Top of RECORDS PROVIDED
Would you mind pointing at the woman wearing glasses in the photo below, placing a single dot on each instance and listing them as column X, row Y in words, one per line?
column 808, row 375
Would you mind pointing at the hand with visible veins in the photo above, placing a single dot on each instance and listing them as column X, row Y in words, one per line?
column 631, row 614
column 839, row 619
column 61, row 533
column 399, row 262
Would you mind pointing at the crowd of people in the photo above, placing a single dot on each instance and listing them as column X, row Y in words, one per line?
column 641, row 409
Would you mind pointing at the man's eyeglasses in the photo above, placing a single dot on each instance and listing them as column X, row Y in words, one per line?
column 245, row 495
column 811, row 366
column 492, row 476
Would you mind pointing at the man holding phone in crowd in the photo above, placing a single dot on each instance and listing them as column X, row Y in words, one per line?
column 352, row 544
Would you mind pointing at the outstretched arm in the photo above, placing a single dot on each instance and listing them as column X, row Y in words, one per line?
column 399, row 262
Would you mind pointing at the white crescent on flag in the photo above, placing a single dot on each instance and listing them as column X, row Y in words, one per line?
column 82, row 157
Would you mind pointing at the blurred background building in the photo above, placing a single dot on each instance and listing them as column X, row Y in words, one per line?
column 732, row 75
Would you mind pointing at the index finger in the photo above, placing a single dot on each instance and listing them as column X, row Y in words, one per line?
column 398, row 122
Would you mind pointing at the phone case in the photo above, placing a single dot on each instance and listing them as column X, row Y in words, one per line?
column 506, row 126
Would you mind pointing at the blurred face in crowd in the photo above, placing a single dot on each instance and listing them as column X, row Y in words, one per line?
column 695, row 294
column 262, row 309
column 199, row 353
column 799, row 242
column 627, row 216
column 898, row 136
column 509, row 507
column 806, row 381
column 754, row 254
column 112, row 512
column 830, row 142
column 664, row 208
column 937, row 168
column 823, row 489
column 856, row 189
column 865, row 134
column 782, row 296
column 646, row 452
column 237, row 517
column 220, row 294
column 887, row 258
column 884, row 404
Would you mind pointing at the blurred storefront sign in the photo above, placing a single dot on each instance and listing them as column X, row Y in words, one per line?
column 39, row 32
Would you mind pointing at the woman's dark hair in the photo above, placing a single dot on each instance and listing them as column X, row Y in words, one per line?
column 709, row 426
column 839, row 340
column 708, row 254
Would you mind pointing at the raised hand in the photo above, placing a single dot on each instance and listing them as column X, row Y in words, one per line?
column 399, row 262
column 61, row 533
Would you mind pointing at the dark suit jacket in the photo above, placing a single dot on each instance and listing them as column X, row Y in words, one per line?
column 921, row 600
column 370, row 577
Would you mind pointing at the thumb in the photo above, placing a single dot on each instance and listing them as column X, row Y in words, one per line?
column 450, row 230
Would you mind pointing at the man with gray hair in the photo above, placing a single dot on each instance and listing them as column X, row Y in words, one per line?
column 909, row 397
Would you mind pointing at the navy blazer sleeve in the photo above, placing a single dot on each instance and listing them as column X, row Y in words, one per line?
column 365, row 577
Bottom of RECORDS PROVIDED
[WORK INSTRUCTIONS]
Reproduce the data above in full, with no line missing.

[COMPLETED TASK]
Would you mind pointing at the woman wearing glasses in the photo below, placing a single dot on each instance and listing them as column X, row Y in words, one per line?
column 808, row 375
Would you mind pointing at the hand with visible veins in the photo above, placing a single dot on each instance and listing them as column X, row Y in words, one per line?
column 631, row 614
column 839, row 619
column 61, row 533
column 399, row 262
Would you mind pointing at the crowd of people in the photo above, placing a single dot on each instance and listing them as column X, row Y in words, one per line?
column 641, row 409
Would you mind pointing at the man's eyeglasses in the photo above, placing a single dot on each instance and listing them as column X, row Y in words, one per line?
column 245, row 495
column 811, row 366
column 492, row 476
Would you mind pointing at the man holding phone in crowd in the photo above, placing a single dot on each instance and listing them as column X, row Y in words, one per line?
column 352, row 544
Would you mind pointing at the outstretched arm in the photo above, placing a single dot on each instance and listing them as column X, row Y in words, one per line?
column 399, row 262
Would you mind pointing at the white crescent on flag in the photo above, placing a single dot on each instance and listing them as column X, row Y in words, one per line?
column 82, row 157
Would you mind pointing at the blurred background building in the photo above, placing a single dot on each instance and listing them as column X, row Y in words, one per line?
column 732, row 75
Would you mind pointing at the index finger in the photo above, placing a single dot on each instance and listing them as column X, row Y in words, one per line?
column 398, row 122
Would you mind pointing at the phone case in the photo above, placing a single dot on each instance and listing them as column X, row Y in words, one per line?
column 506, row 126
Would you mind pointing at the blurred face in crowd in the photo above, placing a single dot on each instance and listing them as column X, row Y in words, one per line?
column 695, row 294
column 262, row 309
column 199, row 353
column 799, row 242
column 627, row 216
column 898, row 136
column 509, row 507
column 806, row 381
column 754, row 254
column 112, row 512
column 830, row 142
column 664, row 208
column 937, row 168
column 823, row 489
column 856, row 189
column 865, row 134
column 782, row 296
column 646, row 452
column 237, row 517
column 220, row 294
column 887, row 258
column 884, row 404
Would you mind pointing at the blurred storefront sign in the photo above, placing a single dot on each instance and listing them as column X, row Y in words, one per line?
column 39, row 32
Would you mind pointing at the woman's dark hair in the photo above, placing a single dot on each instance and listing them as column X, row Y in words, one per line?
column 709, row 426
column 839, row 340
column 708, row 254
Would you mind pointing at the raised hand in the photo above, placing a single dot on each instance and listing them as column X, row Y in words, one per line?
column 399, row 262
column 61, row 533
Would you mind pointing at the dark suit jacket in the photo above, placing a single dot on each instance and listing them as column X, row Y in words, one per line?
column 921, row 600
column 370, row 577
Would you mind pointing at the thumb in the photo above, placing a single dot on each instance and listing them as column X, row Y in words, one per line?
column 450, row 230
Would you mind pointing at the man with gray hair in the photo above, placing a single dot on each instance and listing them as column X, row Y in words, one per line?
column 909, row 397
Would you mind pointing at the navy blazer sleeve in the photo above, placing a single dot on each instance and listing them as column X, row Y in words, one per line?
column 365, row 577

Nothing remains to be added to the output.